-- START OF RECORDS SUPPLIED --

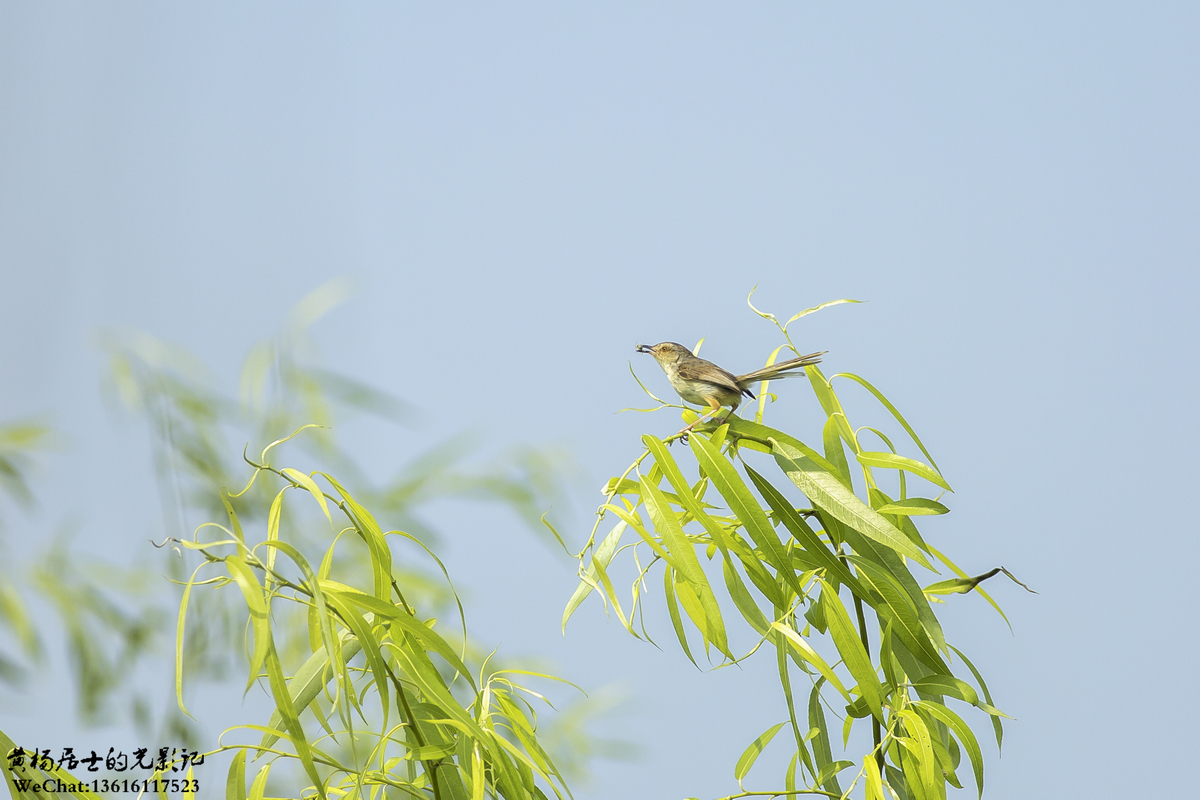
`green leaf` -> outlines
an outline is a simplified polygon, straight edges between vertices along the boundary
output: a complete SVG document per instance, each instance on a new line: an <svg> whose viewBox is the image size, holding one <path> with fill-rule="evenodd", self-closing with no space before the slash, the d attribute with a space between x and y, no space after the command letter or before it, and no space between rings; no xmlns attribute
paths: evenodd
<svg viewBox="0 0 1200 800"><path fill-rule="evenodd" d="M889 452L860 452L854 456L858 463L864 467L880 467L883 469L902 469L906 473L912 473L918 477L923 477L930 483L942 487L947 492L953 492L950 485L946 482L941 475L938 475L931 467L923 464L914 458L906 458L905 456L896 456Z"/></svg>
<svg viewBox="0 0 1200 800"><path fill-rule="evenodd" d="M706 640L712 642L721 654L732 661L733 654L730 652L728 640L725 634L725 622L721 619L721 609L716 604L716 596L713 594L713 588L708 584L708 577L700 565L700 559L696 558L692 543L679 525L679 518L671 511L659 487L646 479L642 480L642 499L646 501L646 510L650 515L654 529L659 533L662 542L667 546L667 551L673 557L673 563L679 576L686 581L686 587L696 593L704 618L703 632ZM679 587L677 585L678 589ZM684 608L686 609L686 604L684 604Z"/></svg>
<svg viewBox="0 0 1200 800"><path fill-rule="evenodd" d="M967 751L967 757L971 759L971 769L974 772L976 787L979 789L979 798L983 798L983 752L979 750L979 742L976 740L974 733L966 722L962 721L958 714L946 708L941 703L934 703L931 700L917 700L913 706L935 720L943 722L950 727L954 735L958 736L959 741Z"/></svg>
<svg viewBox="0 0 1200 800"><path fill-rule="evenodd" d="M845 583L846 585L854 589L856 594L863 594L862 587L858 584L858 579L846 569L846 566L838 560L838 557L821 537L814 533L809 524L804 522L804 518L792 507L792 504L787 501L787 498L776 489L770 482L767 481L762 475L754 470L749 464L745 464L746 474L754 482L755 488L758 489L758 494L763 497L767 505L775 513L784 527L792 535L792 537L799 542L800 547L804 548L806 553L812 555L821 566L823 566L827 572L833 576L839 583Z"/></svg>
<svg viewBox="0 0 1200 800"><path fill-rule="evenodd" d="M901 709L896 711L896 716L904 720L905 729L917 742L917 747L910 748L908 752L917 757L920 781L926 789L931 790L929 794L932 794L937 790L934 784L934 769L937 766L937 758L934 756L934 745L930 741L929 728L916 711ZM901 740L901 744L904 744L904 740Z"/></svg>
<svg viewBox="0 0 1200 800"><path fill-rule="evenodd" d="M234 753L226 777L226 800L246 800L246 748Z"/></svg>
<svg viewBox="0 0 1200 800"><path fill-rule="evenodd" d="M810 645L808 642L804 640L803 636L793 631L787 625L784 625L782 622L772 622L770 626L774 630L782 633L784 637L787 639L787 642L799 654L799 656L805 661L808 661L814 667L816 667L817 672L820 672L824 676L824 679L828 680L829 684L838 690L839 694L846 698L847 703L854 702L854 699L850 696L850 692L846 691L846 687L842 686L841 679L838 678L836 673L834 673L834 670L829 667L826 660L822 658L820 654L817 654L817 651L812 649L812 645ZM859 644L859 646L862 646L862 644Z"/></svg>
<svg viewBox="0 0 1200 800"><path fill-rule="evenodd" d="M950 668L920 624L917 609L911 604L900 582L892 577L884 567L865 558L851 555L850 559L859 571L859 579L870 585L882 601L882 607L876 608L876 612L881 614L881 622L884 626L890 625L893 633L926 666L936 672L949 674Z"/></svg>
<svg viewBox="0 0 1200 800"><path fill-rule="evenodd" d="M775 734L779 733L779 729L785 724L787 723L780 722L767 728L758 735L757 739L750 742L749 747L745 748L742 757L738 758L737 765L733 768L733 777L738 780L738 783L740 783L742 778L750 772L754 768L754 763L758 760L760 753L767 748L767 745L770 744L770 740L775 738Z"/></svg>
<svg viewBox="0 0 1200 800"><path fill-rule="evenodd" d="M866 391L871 392L871 395L875 396L875 399L880 401L883 408L888 409L888 411L892 413L892 416L895 417L896 422L900 423L900 427L902 427L905 432L908 434L908 437L912 438L913 443L918 447L920 447L920 452L925 455L925 458L928 458L929 463L934 465L934 469L937 469L937 463L934 462L934 457L929 455L928 450L925 450L925 445L922 444L920 438L917 435L917 432L912 429L912 426L908 425L908 421L905 420L904 416L900 414L900 411L896 410L896 407L893 405L892 402L883 396L883 392L881 392L878 389L869 384L865 379L859 378L858 375L850 372L839 372L836 375L832 375L829 378L830 384L833 383L834 378L848 378L850 380L853 380L856 384L858 384Z"/></svg>
<svg viewBox="0 0 1200 800"><path fill-rule="evenodd" d="M696 461L708 473L716 491L730 504L730 510L745 528L746 534L762 549L767 563L775 567L779 577L786 581L796 594L803 595L804 590L792 570L791 559L787 558L775 529L772 528L767 515L750 494L749 487L742 481L742 476L738 475L733 464L722 458L704 437L694 435L690 438L690 443Z"/></svg>
<svg viewBox="0 0 1200 800"><path fill-rule="evenodd" d="M754 597L750 596L737 567L733 566L732 561L724 560L721 561L721 573L725 576L725 588L728 590L730 597L733 599L733 604L742 612L742 618L755 630L755 633L766 636L767 631L770 630L770 622L767 621Z"/></svg>
<svg viewBox="0 0 1200 800"><path fill-rule="evenodd" d="M893 500L892 503L876 509L880 513L898 513L906 517L922 517L936 513L949 513L949 509L943 506L937 500L929 500L925 498L906 498L904 500Z"/></svg>
<svg viewBox="0 0 1200 800"><path fill-rule="evenodd" d="M787 320L786 323L784 323L784 327L787 327L788 325L791 325L792 323L794 323L800 317L808 317L809 314L815 314L816 312L821 311L822 308L828 308L829 306L840 306L844 302L863 302L863 301L862 300L851 300L850 297L842 297L841 300L829 300L828 302L823 302L820 306L812 306L812 308L805 308L800 313L793 314L790 320Z"/></svg>
<svg viewBox="0 0 1200 800"><path fill-rule="evenodd" d="M695 517L701 525L703 525L704 530L713 540L713 543L721 551L721 557L728 563L730 553L736 553L738 559L745 566L746 573L750 576L754 584L758 587L758 589L773 604L782 607L785 603L782 594L775 584L775 578L767 571L767 569L762 565L762 561L760 561L754 553L751 553L736 539L731 537L718 521L706 513L703 509L704 504L702 504L700 498L696 497L695 491L688 486L688 481L684 480L683 473L679 471L679 467L676 464L674 458L671 457L666 445L660 439L650 435L642 437L642 443L654 456L654 463L662 470L662 475L667 479L667 482L672 486L672 488L674 488L676 498L680 506ZM737 576L736 570L734 576L736 581L742 583L742 578L740 576Z"/></svg>
<svg viewBox="0 0 1200 800"><path fill-rule="evenodd" d="M913 688L926 694L949 694L964 703L979 705L979 696L971 684L950 675L925 675L912 681Z"/></svg>
<svg viewBox="0 0 1200 800"><path fill-rule="evenodd" d="M280 471L287 475L296 483L299 483L301 488L308 491L308 494L311 494L313 499L317 500L317 504L320 506L320 510L325 512L325 519L328 519L329 524L332 525L334 518L329 516L329 504L325 503L325 495L324 493L322 493L320 487L317 486L317 481L312 480L310 476L305 475L298 469L292 469L290 467L284 467Z"/></svg>
<svg viewBox="0 0 1200 800"><path fill-rule="evenodd" d="M600 546L592 553L592 564L588 565L584 572L586 578L580 581L580 585L575 588L575 593L566 603L566 608L563 610L563 632L566 632L566 620L571 619L571 614L575 609L580 607L580 603L592 594L592 589L598 579L596 569L606 569L608 564L612 563L612 557L617 553L617 545L620 543L620 536L625 533L625 528L629 527L624 519L617 522L608 531L608 535L604 537Z"/></svg>
<svg viewBox="0 0 1200 800"><path fill-rule="evenodd" d="M350 639L343 644L340 648L342 662L348 663L359 654L361 649L362 645L359 644L358 639ZM292 680L288 681L288 694L292 698L292 705L295 708L298 715L307 709L314 699L317 699L320 690L329 682L332 676L330 667L329 655L325 652L325 648L320 648L308 656L302 664L300 664L300 668L296 669ZM319 712L319 709L314 709L313 711L317 714ZM283 715L280 714L278 709L275 709L275 711L271 712L271 720L266 723L266 727L271 730L278 730L282 723ZM277 734L264 733L263 740L258 744L258 746L263 748L272 747L277 740ZM242 794L245 794L245 778L242 778Z"/></svg>
<svg viewBox="0 0 1200 800"><path fill-rule="evenodd" d="M283 667L280 664L280 656L275 651L275 640L271 638L271 628L266 626L266 676L271 686L271 699L275 700L275 708L278 709L280 715L283 717L283 724L288 732L288 739L292 741L292 747L295 748L296 756L300 758L300 763L304 765L305 772L312 781L313 787L317 789L317 795L325 800L325 784L320 780L320 775L317 774L317 764L312 759L312 747L308 745L308 740L304 733L304 726L300 724L300 717L296 715L295 706L292 705L292 696L288 693L287 679L283 676ZM265 769L265 768L264 768ZM265 781L265 775L259 772ZM254 781L256 786L258 781ZM251 790L253 794L253 787ZM259 795L262 795L262 787L259 787Z"/></svg>
<svg viewBox="0 0 1200 800"><path fill-rule="evenodd" d="M246 691L254 685L266 661L266 648L271 638L271 622L266 614L266 600L263 597L263 587L258 583L254 573L236 555L226 558L226 569L230 577L238 583L242 596L246 599L246 607L250 609L250 626L254 634L254 654L250 660L250 679L246 681Z"/></svg>
<svg viewBox="0 0 1200 800"><path fill-rule="evenodd" d="M696 663L696 658L691 655L691 648L688 646L688 634L683 627L683 618L679 615L679 602L676 599L674 590L674 575L676 571L671 569L671 565L667 565L662 570L662 591L667 601L667 613L671 615L671 626L674 628L676 638L679 639L679 646L683 648L684 655L688 656L688 661L700 669L700 664Z"/></svg>
<svg viewBox="0 0 1200 800"><path fill-rule="evenodd" d="M929 570L934 566L908 537L900 533L877 511L858 499L842 483L811 458L781 441L775 443L775 461L787 477L814 503L827 510L835 519L853 528L868 539L907 555Z"/></svg>
<svg viewBox="0 0 1200 800"><path fill-rule="evenodd" d="M817 578L817 582L821 584L820 603L824 609L826 621L829 624L829 636L833 637L842 663L858 681L858 691L866 700L871 714L880 722L884 722L883 687L880 686L871 657L863 646L859 633L854 630L854 624L850 620L846 607L841 604L838 593L824 579Z"/></svg>
<svg viewBox="0 0 1200 800"><path fill-rule="evenodd" d="M829 739L829 728L826 723L824 709L821 705L821 685L823 682L823 678L818 679L812 685L812 691L809 693L809 727L817 732L816 735L812 736L812 758L821 774L824 774L826 768L834 763ZM848 699L848 696L846 697ZM838 784L838 776L833 771L828 774L828 777L822 781L821 784L824 787L826 792L833 792L836 795L841 794L841 787Z"/></svg>
<svg viewBox="0 0 1200 800"><path fill-rule="evenodd" d="M834 473L841 482L846 485L846 488L853 492L853 482L850 476L850 463L846 461L846 450L841 446L841 429L838 425L838 420L845 422L846 417L839 414L836 417L830 416L826 420L824 432L822 439L824 440L826 458L833 464L838 471Z"/></svg>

-- END OF RECORDS SUPPLIED --

BRIEF >> Return every line of the records that contains the string "between". Treat the match as case-sensitive.

RESPONSE TO THE EXERCISE >>
an outline is a simplified polygon, straight edges between vertices along the boundary
output: a complete SVG document per instance, each instance on a new line: an <svg> whose viewBox is the image size, holding one <path> with fill-rule="evenodd", self-closing with no space before the slash, the d attribute with a space between x and y, no space after the command letter or before it, and no space between rings; no xmlns attribute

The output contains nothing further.